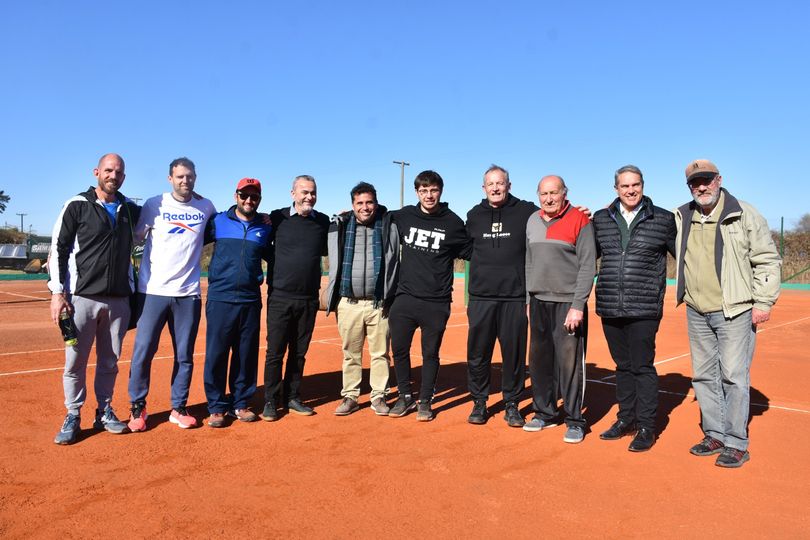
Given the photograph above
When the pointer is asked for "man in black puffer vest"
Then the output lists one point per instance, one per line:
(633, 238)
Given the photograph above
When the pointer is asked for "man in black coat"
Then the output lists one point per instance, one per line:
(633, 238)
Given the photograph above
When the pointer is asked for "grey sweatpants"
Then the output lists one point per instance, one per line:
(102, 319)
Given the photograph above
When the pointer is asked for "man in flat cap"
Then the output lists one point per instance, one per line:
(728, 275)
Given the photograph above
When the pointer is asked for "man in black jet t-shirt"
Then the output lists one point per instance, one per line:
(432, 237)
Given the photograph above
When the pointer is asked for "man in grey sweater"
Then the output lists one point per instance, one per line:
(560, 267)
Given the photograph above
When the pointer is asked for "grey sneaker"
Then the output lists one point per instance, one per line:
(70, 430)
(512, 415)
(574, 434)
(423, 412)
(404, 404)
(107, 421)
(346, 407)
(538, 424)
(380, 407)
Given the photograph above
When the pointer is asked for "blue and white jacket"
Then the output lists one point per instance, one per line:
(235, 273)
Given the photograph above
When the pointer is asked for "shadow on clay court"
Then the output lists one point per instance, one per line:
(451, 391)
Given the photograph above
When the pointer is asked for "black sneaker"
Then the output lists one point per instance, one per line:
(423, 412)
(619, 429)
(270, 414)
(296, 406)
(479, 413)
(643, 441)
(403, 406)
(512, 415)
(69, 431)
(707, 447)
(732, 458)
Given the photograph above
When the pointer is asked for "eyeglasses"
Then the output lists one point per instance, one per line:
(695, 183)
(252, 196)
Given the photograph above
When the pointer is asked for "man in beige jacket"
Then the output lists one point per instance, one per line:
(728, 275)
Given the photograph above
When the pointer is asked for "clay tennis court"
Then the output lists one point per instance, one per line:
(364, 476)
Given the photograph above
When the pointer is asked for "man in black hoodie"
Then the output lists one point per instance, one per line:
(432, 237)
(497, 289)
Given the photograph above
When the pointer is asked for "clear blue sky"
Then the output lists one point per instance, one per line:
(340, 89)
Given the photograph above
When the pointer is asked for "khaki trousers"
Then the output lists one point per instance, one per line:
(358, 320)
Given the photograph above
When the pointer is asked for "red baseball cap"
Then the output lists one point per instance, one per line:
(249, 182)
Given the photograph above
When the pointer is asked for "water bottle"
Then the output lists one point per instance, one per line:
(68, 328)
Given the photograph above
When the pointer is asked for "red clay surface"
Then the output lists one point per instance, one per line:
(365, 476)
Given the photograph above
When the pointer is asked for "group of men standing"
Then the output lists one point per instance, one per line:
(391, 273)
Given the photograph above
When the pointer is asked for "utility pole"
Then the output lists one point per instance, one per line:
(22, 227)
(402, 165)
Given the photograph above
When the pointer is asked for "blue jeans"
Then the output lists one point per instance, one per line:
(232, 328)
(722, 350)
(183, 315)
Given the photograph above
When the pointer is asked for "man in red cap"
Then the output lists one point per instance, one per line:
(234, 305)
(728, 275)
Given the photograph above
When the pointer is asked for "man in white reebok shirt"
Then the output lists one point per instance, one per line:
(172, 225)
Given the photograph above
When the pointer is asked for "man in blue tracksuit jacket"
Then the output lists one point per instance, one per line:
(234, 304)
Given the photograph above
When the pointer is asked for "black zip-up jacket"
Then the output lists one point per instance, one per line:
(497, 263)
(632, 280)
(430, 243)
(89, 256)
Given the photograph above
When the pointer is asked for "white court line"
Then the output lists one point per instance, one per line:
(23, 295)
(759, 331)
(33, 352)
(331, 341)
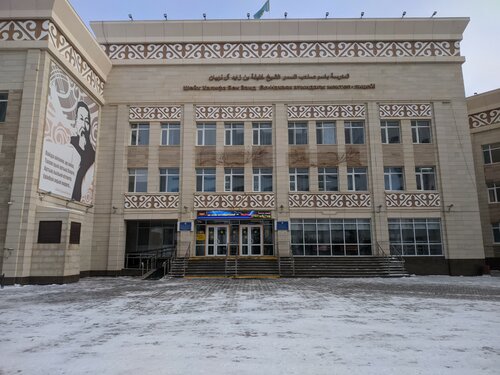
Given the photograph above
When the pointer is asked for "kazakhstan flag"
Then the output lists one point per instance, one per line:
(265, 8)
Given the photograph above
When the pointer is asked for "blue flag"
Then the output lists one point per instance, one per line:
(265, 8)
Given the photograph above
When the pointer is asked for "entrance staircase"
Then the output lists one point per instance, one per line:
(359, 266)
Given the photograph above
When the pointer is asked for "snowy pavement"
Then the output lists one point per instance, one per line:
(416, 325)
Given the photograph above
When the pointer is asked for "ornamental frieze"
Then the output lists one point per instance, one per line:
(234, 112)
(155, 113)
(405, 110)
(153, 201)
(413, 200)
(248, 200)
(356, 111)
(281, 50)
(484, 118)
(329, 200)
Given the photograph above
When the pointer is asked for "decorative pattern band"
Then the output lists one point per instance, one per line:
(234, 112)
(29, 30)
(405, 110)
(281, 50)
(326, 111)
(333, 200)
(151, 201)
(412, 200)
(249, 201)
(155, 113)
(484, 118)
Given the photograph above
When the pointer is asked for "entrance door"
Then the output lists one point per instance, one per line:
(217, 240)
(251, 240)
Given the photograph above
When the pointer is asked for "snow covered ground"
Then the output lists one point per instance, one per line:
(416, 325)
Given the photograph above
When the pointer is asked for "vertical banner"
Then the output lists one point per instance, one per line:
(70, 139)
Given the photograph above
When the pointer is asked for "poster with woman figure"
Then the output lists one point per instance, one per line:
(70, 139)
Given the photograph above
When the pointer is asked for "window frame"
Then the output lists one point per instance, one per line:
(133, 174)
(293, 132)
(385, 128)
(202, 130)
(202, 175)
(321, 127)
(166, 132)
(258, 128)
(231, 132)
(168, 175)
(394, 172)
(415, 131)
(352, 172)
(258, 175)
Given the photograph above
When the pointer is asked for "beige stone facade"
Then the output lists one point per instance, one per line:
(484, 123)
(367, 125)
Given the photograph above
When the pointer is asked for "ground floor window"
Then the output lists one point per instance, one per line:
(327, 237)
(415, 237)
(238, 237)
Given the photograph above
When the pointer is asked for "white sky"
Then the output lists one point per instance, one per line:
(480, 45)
____________
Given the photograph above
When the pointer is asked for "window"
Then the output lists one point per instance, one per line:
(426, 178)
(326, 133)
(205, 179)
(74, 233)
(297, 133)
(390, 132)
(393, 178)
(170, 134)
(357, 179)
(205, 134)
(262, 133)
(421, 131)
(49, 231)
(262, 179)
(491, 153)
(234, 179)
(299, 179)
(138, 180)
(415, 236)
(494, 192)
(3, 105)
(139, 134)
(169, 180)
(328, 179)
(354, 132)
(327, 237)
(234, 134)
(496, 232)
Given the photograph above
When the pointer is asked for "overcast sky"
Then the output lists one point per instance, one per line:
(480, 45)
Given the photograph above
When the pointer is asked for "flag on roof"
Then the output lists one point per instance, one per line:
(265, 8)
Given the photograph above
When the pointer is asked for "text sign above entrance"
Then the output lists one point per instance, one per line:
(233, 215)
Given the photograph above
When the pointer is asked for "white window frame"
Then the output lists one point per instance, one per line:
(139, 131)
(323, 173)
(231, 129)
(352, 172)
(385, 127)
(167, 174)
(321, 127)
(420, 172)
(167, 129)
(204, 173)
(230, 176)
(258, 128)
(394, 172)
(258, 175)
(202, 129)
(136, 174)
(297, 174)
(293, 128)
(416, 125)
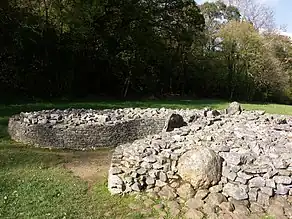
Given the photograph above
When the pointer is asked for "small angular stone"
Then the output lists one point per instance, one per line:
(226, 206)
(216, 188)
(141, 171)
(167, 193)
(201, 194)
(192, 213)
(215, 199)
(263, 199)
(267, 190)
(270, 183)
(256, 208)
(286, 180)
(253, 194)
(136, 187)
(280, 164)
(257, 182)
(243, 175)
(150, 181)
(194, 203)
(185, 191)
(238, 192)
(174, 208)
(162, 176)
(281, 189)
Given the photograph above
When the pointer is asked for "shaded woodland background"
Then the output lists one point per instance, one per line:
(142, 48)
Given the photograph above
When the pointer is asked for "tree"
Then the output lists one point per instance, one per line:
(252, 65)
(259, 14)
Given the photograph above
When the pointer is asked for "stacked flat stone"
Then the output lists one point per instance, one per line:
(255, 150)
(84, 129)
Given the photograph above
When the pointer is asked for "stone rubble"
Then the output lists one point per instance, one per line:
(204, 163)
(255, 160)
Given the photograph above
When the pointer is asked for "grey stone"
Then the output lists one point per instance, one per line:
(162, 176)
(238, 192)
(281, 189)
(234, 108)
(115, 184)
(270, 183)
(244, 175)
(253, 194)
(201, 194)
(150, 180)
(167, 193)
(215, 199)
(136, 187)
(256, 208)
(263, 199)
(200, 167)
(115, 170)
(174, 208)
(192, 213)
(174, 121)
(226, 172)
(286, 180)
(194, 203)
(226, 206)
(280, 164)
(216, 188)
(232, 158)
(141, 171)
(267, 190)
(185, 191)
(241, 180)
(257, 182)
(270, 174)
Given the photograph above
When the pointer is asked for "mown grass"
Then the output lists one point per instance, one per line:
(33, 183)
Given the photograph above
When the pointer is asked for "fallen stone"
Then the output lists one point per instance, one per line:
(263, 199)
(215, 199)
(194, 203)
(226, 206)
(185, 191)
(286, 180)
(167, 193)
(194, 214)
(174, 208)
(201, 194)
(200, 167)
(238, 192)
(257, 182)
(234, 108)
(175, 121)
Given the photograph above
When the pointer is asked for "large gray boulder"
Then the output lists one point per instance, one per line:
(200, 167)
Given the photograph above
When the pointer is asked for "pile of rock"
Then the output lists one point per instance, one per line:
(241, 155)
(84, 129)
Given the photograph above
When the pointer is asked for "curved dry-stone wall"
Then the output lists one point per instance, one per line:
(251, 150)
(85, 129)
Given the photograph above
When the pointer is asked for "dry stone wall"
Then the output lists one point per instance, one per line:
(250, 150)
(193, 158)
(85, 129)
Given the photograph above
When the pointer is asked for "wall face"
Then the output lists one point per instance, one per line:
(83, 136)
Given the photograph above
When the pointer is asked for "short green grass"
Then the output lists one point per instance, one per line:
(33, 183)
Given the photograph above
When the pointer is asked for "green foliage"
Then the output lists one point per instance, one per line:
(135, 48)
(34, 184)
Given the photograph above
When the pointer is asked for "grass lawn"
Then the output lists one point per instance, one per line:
____________
Task to complete: Extract every line of the records that contains the word "wall", copying each such line unchanged.

Output for this exercise:
When the pointer is asked for "curved dry-stone wall"
When the pointer is asked for "dry stone wall"
When the pointer is asked for "wall face"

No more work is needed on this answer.